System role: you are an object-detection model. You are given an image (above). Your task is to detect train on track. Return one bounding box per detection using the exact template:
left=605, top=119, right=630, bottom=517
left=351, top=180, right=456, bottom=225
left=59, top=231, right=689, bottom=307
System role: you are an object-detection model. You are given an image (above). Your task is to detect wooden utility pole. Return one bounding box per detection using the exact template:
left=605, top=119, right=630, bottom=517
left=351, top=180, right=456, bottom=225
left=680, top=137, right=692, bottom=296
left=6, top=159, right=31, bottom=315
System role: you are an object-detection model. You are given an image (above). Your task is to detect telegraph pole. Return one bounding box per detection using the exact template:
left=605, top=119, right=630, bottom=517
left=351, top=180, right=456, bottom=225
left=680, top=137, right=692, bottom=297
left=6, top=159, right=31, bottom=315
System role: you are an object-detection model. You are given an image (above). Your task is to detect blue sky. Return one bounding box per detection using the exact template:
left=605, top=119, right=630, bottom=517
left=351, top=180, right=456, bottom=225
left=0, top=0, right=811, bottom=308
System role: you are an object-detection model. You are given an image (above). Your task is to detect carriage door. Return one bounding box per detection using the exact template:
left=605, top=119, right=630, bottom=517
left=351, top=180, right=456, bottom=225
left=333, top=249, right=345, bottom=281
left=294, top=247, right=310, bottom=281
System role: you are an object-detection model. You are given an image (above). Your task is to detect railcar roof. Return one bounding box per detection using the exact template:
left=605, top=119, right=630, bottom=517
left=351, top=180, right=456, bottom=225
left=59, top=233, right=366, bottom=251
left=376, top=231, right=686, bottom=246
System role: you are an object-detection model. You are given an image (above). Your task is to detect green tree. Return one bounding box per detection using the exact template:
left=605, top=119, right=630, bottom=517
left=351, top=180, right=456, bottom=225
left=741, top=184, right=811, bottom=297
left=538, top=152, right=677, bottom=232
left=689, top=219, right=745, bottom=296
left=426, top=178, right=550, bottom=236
-=-=-=-=-
## Challenge
Write the entries from the beginning through the line containing "left=294, top=247, right=310, bottom=281" as a two-column CSV with the headers instruction and boxes, one row per entry. Put each entry's text and its answer in their own quoted fields, replacing line breaks with spaces.

## The answer
instruction,boxes
"System role: you are an object-detection model. You are given an image (above). Your task is to detect train on track. Return one bounding box per detection using the exact template: left=605, top=119, right=630, bottom=517 left=351, top=180, right=456, bottom=225","left=59, top=231, right=689, bottom=307"
"System role: you are an object-detection model. You are given an image (above). Your task is to detect wooden utility pole. Return one bounding box per detection using the exact template: left=605, top=119, right=630, bottom=517 left=351, top=180, right=456, bottom=225","left=680, top=137, right=692, bottom=296 left=6, top=159, right=31, bottom=315"
"System role: you are an object-detection model. You are given an image (above). Your task is to detect telegraph pole. Return one bounding box per detection using the exact template: left=605, top=119, right=630, bottom=517 left=351, top=180, right=456, bottom=225","left=680, top=137, right=692, bottom=297 left=6, top=159, right=31, bottom=315"
"System role: you are an object-detection model. You are given an image (above). Your task is to detect blue sky. Return one bounding box per detection using the exact template: left=605, top=119, right=630, bottom=517 left=351, top=180, right=456, bottom=225","left=0, top=0, right=811, bottom=308"
"System role: you are an object-detection model. You are given an image (above). Your task is to detect carriage door. Return one bounding box per detection using the exact template: left=605, top=119, right=630, bottom=517 left=351, top=180, right=456, bottom=225","left=333, top=249, right=345, bottom=281 left=294, top=247, right=310, bottom=281"